Film-forming compounds can influence the microphysical processes of humid aerosol particles and atmospheric droplets [24,26]. Because of these properties, atmospheric SAS plays an essential role in various atmospheric processes that reflect climate change [24] (and references therein). Physico-chemical properties of OM are often more important than the amount present [22]. Atmospheric humic-like substances, HULIS were found to be an important class of SAS in aerosol particles [24,27,28] (and references therein). Rainwater SAS are compositionally different from those found in surface waters [29]. Atmospheric HULIS decrease the surface tension more efficiently than the terrestrial and aquatic humic substances because of the different composition [27]. Some studies also suggested that atmospheric SAS could be “biosurfactants” of microbial origin [24]. Quantification and characterization of the SAS in the atmospheric deposition are important for a better understanding of its contribution to organic carbon (OC) cycling.
Complexation of OC with metal ions has a significant impact on mobility, solubility, and bioavailability of metals in precipitation and further in the aquatic environment [30,31,32,33,34,35,36].
The organically complexed metals such as Cu, Co, Ni, Pb, Cd, and Zn have been observed in urban rainwater [32] (and references therein). Metal complexing capacity (MeCC) refers to the amount of OM present that can specifically bind metal ions, and it is often used as a parameter for qualitative and quantitative characterization of the OM in natural waters [32,33,34,35]. These investigations are usually focused on the complexation of Cu ligands [32,33,34,35] because the Cu ions have a strong affinity for naturally occurring organic ligands [32,33]. In the urban atmosphere, Cu is derived from fossil fuel combustion, exhaust emissions, and industrial processes [37] (and references therein), although the significant atmospheric Cu in western Europe comes from brake wear [38].
In the atmosphere, sulfur is mainly emitted in its reduced form [39]. Carbon disulfide (CS2), dimethyl sulfide (CH3SCH3, DMS), and hydrogen sulfide (H2S) are the most frequently reduced sulfur species (RSS), which are found in the atmosphere [40]. In Orlović-Leko et al. [41], inorganic or organic RSS has been confirmed at nano-levels in rainwater samples by electrochemical methods. The chemistry of RSS is crucial for many environmental problems, such as acid rain and climate change [39]. While sulfur species, together with SAS, could play a crucial role in speciation and solubility of trace metals in aquatic systems [42].
In an urban environment, metals are emitted primarily by anthropogenic sources, which include traffic, industry, corrosion of construction materials, and waste incineration [43].

Stated exercise 1
According to the passage on atmospheric organic matter and metals, why do metal complexing capacity investigations usually focus on copper? Answer in one to three sentences.
The records have no connection to the passage.

Data to process
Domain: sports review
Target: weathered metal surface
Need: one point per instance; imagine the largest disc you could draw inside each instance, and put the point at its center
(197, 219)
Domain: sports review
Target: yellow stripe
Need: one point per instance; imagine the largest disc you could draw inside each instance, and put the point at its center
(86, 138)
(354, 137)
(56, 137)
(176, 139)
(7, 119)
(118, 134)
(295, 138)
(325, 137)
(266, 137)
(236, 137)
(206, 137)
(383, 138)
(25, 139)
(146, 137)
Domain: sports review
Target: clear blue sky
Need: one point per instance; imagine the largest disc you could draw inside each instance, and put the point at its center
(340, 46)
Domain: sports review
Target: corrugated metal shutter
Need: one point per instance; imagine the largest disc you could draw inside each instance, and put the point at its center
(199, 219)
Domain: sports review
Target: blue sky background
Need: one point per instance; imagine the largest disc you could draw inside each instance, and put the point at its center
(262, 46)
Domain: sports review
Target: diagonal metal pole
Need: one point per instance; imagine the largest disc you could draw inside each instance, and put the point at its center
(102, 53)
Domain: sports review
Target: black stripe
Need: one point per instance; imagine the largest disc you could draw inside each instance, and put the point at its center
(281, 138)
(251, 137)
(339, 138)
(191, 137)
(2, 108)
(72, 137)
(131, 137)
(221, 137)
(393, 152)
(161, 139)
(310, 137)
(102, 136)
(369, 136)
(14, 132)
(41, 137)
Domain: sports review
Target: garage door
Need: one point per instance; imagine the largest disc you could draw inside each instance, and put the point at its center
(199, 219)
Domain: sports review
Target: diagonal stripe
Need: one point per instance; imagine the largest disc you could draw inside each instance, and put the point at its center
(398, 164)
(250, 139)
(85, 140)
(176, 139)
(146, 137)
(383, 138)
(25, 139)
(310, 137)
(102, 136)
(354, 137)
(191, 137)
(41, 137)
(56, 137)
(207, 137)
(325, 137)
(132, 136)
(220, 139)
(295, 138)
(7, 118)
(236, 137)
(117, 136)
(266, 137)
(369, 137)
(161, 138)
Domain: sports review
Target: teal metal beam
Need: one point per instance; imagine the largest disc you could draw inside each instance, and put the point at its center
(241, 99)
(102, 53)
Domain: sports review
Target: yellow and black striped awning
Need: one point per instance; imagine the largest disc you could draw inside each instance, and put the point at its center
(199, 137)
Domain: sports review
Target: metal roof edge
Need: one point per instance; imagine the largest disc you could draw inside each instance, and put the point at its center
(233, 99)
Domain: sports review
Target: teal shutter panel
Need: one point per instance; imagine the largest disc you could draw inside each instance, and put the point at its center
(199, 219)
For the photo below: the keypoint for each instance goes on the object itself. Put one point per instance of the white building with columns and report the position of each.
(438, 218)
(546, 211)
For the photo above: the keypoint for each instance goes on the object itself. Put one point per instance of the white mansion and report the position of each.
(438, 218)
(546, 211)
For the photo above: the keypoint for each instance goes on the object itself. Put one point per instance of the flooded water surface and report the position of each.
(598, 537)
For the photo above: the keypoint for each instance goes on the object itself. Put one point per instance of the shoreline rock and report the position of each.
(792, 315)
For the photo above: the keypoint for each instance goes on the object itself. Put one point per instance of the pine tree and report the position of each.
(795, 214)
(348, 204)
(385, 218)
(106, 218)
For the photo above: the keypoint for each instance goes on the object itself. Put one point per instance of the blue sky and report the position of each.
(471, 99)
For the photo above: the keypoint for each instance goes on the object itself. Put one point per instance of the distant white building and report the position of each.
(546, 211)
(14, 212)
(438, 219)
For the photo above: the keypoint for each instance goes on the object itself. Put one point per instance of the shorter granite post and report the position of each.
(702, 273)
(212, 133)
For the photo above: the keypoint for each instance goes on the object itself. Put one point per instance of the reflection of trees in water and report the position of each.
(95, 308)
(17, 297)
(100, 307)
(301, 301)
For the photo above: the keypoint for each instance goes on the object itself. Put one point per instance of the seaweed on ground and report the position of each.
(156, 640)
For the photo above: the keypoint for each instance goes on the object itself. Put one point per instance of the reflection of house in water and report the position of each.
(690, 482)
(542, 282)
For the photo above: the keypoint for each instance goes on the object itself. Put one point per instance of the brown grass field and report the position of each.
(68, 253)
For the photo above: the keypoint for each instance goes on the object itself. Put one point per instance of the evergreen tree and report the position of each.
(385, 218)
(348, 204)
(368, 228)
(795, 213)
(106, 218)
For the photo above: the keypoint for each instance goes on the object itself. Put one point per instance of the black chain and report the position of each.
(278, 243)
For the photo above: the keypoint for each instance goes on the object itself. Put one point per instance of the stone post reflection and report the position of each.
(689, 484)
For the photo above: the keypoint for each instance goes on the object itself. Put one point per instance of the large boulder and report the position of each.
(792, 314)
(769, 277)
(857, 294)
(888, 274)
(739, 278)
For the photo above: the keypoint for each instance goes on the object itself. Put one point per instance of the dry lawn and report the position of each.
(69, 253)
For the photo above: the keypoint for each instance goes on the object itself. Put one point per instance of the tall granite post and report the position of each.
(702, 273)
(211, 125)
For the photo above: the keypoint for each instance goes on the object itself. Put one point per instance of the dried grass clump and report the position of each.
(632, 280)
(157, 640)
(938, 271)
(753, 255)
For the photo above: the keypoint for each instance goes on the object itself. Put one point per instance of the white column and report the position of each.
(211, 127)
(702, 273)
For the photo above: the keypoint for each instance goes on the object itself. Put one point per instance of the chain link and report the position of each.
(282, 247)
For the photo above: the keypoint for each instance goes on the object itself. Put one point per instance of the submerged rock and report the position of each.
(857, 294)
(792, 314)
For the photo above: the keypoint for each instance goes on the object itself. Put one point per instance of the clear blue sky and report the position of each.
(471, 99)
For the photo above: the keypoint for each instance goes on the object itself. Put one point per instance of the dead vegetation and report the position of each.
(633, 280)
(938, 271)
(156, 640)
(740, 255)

Stated exercise 2
In the records, begin at the line that has "of the clear" and go through the last line of the records. Switch "dead vegetation" to "withered plants" and return only those lines, with everything else unchanged.

Written solution 1
These investigations usually center on the complexation of Cu ligands because Cu ions have a strong affinity for naturally occurring organic ligands.

Written solution 2
For the photo above: the keypoint for each instance goes on the object itself. Put one point per instance of the clear blue sky and report the position of each.
(471, 99)
For the photo above: the keypoint for each instance goes on the object itself. Put one point per instance of the withered plants and report the position of each.
(633, 280)
(938, 271)
(156, 640)
(740, 255)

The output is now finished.